** begin Reading passage **
95% of the time the reason teams "need" that is bullshit internal politics and everyone is better off if you can structure the organisation to not do that.
Depends on the company.

When I worked for a larger company with a pretty mature product, this was true - deadlines were internal and arbitrary. It also helped that the product was more of a “nice to have” for our customers than “absolutely crucial” - they didn’t truly NEED anything it did (it was software to make social media marketing more efficient).

But I’m now at a smaller Enterprise SaaS startup, where the product is absolutely crucial to the customer’s work (core operational software for public transportation agencies). The reality is that the product isn’t yet mature enough to close big sales without making sales commits. I dislike sales commits, but we’d legitimately lose every big RFP unless we commit to adding the ~2-5 features they really, truly need that we don’t yet have. And sales commits come with real, external due dates, that you need to be able to meet if you don’t want to piss off your customers. You need to be able to say “yeah, we can build X by date Y”, and then actually deliver on that.

This is one of the reasons I’ve stayed where I am for so long. I get paid a nice six figure income to work on a training platform that is useful, but not critical. It is a low stress job with little to no critical dates.
> The reality is that the product isn’t yet mature enough to close big sales without making sales commits. I dislike sales commits, but we’d legitimately lose every big RFP unless we commit to adding the ~2-5 features they really, truly need that we don’t yet have. And sales commits come with real, external due dates, that you need to be able to meet if you don’t want to piss off your customers.

That's just pushing the issue one level higher. Most likely both the customer and you would be happier if you were able to iterate with them rather than building the thing they thought they would want however many months back. (And while it may be harder to set up that kind of contract, it's absolutely possible)
** end Reading passage **
Given instruction 1
Duplicate the part of the deadline discussion that begins at the words "That's just pushing" and stops after the words "it's absolutely possible)".
** begin Records for processing **
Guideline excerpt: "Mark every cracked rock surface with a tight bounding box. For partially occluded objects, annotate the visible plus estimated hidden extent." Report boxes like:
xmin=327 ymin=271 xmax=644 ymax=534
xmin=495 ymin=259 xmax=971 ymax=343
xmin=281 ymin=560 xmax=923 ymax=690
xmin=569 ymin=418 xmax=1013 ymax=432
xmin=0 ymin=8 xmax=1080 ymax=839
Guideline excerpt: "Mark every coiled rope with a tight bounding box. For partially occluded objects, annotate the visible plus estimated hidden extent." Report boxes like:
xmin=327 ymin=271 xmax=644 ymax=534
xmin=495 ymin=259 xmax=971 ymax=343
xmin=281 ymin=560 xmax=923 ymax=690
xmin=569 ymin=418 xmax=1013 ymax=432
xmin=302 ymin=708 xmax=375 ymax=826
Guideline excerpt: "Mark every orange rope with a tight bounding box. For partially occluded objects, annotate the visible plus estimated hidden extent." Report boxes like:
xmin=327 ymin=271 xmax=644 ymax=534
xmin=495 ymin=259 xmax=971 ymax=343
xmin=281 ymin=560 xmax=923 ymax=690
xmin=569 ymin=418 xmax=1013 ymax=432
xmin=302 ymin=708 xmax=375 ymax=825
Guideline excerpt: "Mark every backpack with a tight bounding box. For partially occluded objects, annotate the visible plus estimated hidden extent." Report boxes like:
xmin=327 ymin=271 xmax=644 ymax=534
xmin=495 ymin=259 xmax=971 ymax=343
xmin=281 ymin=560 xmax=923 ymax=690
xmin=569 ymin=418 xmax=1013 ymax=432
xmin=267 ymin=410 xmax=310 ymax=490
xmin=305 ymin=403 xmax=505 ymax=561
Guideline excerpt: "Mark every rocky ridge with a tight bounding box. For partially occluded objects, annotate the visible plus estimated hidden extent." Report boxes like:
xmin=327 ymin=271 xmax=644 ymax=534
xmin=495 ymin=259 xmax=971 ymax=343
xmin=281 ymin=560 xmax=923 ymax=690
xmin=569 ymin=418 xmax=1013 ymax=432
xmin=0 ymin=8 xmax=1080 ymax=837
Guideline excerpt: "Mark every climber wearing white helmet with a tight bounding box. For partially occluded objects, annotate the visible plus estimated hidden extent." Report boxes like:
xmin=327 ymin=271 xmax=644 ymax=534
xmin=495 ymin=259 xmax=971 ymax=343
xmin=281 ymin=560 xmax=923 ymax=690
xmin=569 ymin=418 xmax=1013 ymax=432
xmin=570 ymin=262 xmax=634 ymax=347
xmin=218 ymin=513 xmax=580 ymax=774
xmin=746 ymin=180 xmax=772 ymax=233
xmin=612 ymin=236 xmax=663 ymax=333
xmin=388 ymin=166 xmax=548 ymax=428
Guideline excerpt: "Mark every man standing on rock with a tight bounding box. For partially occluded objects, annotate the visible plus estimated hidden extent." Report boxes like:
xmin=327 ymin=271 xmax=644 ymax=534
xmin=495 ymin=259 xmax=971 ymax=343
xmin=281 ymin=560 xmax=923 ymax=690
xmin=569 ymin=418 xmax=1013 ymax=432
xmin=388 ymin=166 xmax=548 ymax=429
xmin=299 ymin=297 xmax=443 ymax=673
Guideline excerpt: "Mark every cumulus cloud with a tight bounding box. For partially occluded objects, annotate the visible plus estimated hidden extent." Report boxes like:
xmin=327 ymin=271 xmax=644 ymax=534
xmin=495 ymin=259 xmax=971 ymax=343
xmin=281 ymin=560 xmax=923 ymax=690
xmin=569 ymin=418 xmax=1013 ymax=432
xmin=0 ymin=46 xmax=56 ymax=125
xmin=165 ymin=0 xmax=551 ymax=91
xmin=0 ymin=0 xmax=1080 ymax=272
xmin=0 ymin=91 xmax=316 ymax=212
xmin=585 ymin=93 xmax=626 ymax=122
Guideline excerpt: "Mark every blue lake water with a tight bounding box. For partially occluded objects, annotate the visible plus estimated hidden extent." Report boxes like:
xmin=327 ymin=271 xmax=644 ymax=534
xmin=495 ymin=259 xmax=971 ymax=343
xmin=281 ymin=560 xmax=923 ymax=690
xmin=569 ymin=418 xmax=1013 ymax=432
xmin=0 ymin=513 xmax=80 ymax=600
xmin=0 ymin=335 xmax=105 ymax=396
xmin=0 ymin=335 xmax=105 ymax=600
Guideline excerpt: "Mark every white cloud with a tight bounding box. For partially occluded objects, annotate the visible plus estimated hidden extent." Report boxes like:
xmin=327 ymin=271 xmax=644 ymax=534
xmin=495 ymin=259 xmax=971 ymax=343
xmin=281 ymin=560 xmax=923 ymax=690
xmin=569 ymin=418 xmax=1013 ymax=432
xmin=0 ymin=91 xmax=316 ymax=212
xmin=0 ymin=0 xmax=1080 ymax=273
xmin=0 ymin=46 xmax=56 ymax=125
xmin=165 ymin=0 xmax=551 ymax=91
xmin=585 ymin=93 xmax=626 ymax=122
** end Records for processing **
Given instruction 2
In the records, write out exactly the lines that begin at the line containing "every backpack with" and stop after the line containing "xmin=0 ymin=8 xmax=1080 ymax=837", with both of those lines included. Give only those lines.

Task response 1
That's just pushing the issue one level higher. Most likely both the customer and you would be happier if you were able to iterate with them rather than building the thing they thought they would want however many months back. (And while it may be harder to set up that kind of contract, it's absolutely possible)

Task response 2
Guideline excerpt: "Mark every backpack with a tight bounding box. For partially occluded objects, annotate the visible plus estimated hidden extent." Report boxes like:
xmin=327 ymin=271 xmax=644 ymax=534
xmin=495 ymin=259 xmax=971 ymax=343
xmin=281 ymin=560 xmax=923 ymax=690
xmin=569 ymin=418 xmax=1013 ymax=432
xmin=267 ymin=410 xmax=310 ymax=490
xmin=305 ymin=403 xmax=505 ymax=561
Guideline excerpt: "Mark every rocky ridge with a tight bounding box. For partially occluded objects, annotate the visible plus estimated hidden extent." Report boxes like:
xmin=327 ymin=271 xmax=644 ymax=534
xmin=495 ymin=259 xmax=971 ymax=343
xmin=281 ymin=560 xmax=923 ymax=690
xmin=569 ymin=418 xmax=1013 ymax=432
xmin=0 ymin=8 xmax=1080 ymax=837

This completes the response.